YOUR GOAL: Each line in the entries below that holds the string "wooden" is to be listed.

(Records from a collection)
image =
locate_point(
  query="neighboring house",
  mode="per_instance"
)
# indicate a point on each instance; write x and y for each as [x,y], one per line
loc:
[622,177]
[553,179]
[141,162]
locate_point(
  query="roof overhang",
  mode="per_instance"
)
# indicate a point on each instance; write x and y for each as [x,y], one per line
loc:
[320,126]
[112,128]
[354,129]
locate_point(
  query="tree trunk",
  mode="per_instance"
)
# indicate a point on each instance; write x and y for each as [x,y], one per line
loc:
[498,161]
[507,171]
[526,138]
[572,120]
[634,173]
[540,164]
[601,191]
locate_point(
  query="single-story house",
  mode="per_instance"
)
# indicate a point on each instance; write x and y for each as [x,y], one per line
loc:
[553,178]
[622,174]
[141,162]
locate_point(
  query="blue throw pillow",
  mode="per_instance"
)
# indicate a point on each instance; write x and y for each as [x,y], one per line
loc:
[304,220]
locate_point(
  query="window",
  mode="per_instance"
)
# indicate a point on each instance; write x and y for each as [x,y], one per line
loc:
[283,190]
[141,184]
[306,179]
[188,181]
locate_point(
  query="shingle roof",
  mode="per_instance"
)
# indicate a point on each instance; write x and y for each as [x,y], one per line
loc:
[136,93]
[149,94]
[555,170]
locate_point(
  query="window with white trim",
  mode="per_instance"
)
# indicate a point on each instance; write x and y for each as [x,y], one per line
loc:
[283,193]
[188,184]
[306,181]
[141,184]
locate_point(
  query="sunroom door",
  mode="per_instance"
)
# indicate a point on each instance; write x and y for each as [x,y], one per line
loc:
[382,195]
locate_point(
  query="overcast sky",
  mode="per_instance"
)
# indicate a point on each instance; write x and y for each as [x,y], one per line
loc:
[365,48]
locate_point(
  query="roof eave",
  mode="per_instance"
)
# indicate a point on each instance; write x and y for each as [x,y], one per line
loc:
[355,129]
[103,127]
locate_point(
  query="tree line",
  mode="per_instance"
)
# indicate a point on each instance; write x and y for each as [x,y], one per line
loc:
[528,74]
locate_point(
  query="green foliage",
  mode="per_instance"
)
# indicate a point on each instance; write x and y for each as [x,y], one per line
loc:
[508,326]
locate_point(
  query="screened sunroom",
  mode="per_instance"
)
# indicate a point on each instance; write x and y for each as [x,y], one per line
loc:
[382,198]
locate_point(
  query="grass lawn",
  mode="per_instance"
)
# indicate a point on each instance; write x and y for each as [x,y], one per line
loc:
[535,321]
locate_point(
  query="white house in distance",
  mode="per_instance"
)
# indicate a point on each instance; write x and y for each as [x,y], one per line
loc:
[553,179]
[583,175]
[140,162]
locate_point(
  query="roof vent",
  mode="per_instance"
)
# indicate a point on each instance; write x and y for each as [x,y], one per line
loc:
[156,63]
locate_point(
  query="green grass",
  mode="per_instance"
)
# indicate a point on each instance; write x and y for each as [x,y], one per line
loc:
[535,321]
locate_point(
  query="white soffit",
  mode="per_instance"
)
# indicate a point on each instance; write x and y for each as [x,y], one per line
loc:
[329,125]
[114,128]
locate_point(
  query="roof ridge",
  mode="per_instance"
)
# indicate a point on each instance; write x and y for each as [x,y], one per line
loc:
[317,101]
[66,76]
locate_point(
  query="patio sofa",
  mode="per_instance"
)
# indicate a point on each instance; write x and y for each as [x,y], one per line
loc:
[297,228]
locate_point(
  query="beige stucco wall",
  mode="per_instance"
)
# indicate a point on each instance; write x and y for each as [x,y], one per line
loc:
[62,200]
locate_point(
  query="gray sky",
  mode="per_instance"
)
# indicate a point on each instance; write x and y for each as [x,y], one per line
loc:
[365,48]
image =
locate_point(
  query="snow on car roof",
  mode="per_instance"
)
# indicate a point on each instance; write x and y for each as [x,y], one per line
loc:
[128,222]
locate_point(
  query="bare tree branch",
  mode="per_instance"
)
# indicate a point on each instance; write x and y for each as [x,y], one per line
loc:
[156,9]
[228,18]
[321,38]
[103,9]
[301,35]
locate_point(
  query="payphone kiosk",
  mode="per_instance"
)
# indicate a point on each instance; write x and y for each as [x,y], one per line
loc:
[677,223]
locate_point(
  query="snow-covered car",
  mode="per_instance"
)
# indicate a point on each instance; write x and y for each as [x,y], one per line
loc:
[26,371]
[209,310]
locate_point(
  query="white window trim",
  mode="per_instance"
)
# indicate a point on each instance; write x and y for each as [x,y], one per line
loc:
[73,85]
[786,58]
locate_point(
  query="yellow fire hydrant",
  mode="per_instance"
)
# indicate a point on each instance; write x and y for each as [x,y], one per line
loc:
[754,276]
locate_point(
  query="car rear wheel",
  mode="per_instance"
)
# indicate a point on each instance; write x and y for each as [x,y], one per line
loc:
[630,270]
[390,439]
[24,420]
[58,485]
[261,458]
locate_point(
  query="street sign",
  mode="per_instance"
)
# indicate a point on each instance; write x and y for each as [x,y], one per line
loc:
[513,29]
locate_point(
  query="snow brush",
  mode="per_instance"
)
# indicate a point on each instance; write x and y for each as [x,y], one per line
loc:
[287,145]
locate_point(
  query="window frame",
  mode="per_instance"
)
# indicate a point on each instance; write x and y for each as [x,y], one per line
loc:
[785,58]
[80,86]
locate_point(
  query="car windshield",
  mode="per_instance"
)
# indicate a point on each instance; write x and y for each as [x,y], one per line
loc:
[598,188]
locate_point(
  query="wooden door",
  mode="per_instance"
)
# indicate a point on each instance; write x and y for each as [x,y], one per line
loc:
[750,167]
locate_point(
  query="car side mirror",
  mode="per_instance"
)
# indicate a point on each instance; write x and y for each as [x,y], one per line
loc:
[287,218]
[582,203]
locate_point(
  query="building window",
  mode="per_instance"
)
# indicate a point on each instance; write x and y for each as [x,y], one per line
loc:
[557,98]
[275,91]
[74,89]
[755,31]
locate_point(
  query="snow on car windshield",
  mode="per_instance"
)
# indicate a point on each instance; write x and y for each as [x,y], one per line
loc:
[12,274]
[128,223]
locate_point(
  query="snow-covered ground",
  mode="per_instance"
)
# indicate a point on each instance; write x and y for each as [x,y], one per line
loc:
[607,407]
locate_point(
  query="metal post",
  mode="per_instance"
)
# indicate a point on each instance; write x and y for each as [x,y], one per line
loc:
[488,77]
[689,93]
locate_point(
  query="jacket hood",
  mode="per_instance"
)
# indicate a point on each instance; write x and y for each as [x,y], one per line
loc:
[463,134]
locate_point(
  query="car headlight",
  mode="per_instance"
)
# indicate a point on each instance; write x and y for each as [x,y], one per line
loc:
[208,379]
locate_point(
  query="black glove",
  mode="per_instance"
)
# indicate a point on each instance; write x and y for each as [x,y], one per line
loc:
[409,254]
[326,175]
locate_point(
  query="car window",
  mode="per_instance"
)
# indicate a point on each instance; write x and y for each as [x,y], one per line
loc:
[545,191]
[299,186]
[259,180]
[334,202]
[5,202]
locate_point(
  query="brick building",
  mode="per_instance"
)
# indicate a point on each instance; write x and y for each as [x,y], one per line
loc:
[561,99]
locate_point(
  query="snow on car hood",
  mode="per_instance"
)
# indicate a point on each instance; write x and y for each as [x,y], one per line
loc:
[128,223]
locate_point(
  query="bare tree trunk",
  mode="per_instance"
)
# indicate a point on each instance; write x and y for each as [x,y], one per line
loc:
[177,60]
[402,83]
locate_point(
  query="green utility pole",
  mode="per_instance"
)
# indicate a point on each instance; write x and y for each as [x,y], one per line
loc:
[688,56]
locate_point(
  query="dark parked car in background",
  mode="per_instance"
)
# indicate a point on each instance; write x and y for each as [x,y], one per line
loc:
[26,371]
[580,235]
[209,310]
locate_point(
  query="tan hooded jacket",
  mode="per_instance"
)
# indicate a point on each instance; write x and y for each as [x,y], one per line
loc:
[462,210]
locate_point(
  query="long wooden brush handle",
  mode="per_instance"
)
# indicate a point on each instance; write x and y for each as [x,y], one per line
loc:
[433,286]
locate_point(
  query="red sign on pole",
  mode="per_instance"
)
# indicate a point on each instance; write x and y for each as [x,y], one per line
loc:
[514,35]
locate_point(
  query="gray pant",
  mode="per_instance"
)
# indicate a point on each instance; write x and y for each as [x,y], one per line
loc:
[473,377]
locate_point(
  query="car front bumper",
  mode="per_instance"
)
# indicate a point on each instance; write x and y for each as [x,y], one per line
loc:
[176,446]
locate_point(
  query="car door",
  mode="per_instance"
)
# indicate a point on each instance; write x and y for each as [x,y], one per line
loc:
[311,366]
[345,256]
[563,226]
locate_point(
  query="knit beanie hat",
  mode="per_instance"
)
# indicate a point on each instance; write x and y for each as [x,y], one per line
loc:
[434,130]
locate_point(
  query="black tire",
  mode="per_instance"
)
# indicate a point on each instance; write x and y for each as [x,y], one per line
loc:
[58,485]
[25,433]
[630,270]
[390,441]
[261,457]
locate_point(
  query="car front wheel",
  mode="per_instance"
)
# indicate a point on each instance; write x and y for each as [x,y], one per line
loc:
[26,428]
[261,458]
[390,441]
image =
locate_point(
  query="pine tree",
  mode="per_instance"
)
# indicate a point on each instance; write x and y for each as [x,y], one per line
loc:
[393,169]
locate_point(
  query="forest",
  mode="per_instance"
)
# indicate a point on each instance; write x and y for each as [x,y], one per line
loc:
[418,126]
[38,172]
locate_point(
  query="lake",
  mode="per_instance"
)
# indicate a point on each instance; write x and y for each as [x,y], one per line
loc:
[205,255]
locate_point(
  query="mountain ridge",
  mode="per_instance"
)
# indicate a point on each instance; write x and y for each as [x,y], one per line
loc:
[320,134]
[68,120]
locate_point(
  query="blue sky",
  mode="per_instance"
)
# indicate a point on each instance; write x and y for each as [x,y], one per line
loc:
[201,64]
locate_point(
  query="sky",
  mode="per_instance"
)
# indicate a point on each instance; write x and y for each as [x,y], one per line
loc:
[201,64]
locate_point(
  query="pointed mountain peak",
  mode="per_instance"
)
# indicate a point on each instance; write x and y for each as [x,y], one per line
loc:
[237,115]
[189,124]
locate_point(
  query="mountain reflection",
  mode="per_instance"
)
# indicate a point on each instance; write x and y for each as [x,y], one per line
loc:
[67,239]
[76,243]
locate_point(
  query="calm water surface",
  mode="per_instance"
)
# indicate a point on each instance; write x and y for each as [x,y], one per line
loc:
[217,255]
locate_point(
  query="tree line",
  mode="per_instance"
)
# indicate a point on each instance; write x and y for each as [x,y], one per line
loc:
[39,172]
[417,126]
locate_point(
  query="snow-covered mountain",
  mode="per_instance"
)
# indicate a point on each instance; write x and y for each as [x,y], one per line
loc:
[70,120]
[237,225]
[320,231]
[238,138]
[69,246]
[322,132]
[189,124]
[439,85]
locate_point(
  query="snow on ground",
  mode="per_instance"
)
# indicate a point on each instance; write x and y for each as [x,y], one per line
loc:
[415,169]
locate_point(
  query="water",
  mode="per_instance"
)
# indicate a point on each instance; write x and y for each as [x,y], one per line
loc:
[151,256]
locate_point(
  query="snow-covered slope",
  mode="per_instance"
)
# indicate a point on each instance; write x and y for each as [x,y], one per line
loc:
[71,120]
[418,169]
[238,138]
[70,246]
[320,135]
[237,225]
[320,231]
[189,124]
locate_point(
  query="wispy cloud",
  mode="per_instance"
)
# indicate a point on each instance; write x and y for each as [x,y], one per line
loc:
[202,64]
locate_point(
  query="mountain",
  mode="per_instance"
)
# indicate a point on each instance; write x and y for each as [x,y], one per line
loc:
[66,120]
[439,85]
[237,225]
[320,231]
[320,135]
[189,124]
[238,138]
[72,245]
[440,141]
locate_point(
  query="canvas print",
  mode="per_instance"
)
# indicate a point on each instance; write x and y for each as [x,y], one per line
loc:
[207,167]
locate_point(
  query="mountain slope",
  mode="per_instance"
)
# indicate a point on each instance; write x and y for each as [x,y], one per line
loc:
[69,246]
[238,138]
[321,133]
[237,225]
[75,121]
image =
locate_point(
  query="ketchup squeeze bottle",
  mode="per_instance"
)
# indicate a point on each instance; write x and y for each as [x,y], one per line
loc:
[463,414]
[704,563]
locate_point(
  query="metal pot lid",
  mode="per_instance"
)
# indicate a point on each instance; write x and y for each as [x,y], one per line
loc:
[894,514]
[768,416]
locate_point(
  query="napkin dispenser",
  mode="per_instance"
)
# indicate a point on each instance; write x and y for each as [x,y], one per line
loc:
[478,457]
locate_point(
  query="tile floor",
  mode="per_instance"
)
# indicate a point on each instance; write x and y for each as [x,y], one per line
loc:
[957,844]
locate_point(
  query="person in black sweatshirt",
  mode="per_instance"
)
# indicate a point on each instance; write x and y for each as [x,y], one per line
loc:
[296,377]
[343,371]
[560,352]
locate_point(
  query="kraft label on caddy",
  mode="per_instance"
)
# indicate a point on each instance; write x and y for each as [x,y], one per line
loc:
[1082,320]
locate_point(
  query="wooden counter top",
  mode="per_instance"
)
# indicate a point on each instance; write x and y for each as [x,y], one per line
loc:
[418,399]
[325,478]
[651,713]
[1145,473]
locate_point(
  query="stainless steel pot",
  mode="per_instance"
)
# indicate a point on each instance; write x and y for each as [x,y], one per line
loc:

RESPONSE:
  query="wooden door",
  query="long wooden brush handle",
  query="wooden counter top",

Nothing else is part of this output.